» WHAT YOU ARE ASKED TO DO: Read through the listing below and return only the lines containing "small".

» MATERIAL FOR THE TASK:
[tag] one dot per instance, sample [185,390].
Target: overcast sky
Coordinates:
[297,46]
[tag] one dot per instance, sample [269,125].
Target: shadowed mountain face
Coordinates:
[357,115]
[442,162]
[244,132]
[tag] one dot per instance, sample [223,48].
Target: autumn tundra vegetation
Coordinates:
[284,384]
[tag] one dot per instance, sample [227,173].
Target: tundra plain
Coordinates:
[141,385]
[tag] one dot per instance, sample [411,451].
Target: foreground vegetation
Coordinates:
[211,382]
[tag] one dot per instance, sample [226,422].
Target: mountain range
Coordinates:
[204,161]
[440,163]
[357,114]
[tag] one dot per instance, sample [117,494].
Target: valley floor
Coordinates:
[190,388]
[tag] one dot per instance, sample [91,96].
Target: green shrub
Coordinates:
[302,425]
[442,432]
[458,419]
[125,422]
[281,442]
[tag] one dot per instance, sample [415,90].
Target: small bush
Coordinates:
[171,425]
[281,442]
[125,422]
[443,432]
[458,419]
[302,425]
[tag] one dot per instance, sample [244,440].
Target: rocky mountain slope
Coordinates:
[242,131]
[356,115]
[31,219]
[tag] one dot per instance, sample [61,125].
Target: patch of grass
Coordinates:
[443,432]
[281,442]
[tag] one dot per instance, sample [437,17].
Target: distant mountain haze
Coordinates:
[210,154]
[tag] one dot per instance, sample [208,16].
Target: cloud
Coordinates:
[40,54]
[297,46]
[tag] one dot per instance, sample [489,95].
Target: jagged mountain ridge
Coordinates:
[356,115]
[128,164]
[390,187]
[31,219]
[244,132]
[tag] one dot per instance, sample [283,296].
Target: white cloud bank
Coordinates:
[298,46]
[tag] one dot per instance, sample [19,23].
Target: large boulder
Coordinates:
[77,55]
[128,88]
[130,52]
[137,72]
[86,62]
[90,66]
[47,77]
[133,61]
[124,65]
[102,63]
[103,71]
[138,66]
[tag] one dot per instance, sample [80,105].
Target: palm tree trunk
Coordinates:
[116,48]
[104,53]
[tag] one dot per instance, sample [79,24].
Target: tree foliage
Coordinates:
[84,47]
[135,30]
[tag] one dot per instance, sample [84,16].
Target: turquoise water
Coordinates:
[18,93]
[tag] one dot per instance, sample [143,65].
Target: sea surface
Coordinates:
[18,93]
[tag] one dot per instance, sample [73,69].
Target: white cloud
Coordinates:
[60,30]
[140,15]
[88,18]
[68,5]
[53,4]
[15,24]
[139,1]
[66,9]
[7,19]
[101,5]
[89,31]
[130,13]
...
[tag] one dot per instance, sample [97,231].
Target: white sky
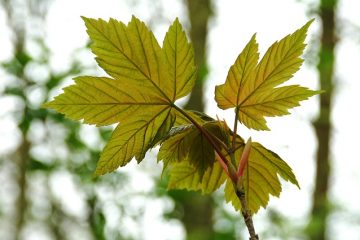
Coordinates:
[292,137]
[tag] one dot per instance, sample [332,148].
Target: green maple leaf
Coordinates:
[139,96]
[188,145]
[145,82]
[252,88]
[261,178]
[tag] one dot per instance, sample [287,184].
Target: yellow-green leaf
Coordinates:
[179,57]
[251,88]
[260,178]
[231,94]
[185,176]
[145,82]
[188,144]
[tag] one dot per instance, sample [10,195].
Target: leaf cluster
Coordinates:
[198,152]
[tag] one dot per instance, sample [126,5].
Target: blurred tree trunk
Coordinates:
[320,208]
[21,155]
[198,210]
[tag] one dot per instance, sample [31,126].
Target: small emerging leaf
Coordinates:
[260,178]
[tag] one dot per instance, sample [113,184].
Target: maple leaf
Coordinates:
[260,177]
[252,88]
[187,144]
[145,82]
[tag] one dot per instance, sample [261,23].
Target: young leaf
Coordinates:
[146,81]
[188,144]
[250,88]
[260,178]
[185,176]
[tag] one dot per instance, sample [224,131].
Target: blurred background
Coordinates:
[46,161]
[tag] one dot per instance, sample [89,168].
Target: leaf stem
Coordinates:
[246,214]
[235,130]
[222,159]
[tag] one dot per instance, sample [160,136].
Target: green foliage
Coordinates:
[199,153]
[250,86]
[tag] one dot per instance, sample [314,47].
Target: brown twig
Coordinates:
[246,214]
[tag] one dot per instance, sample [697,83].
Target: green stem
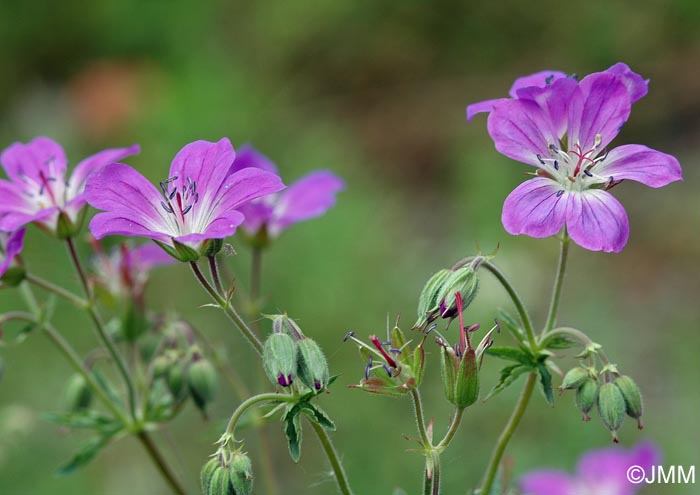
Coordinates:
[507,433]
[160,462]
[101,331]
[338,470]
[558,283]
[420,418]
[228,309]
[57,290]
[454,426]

» ANSWER SECTION:
Target: small bush
Target: small emerging leaf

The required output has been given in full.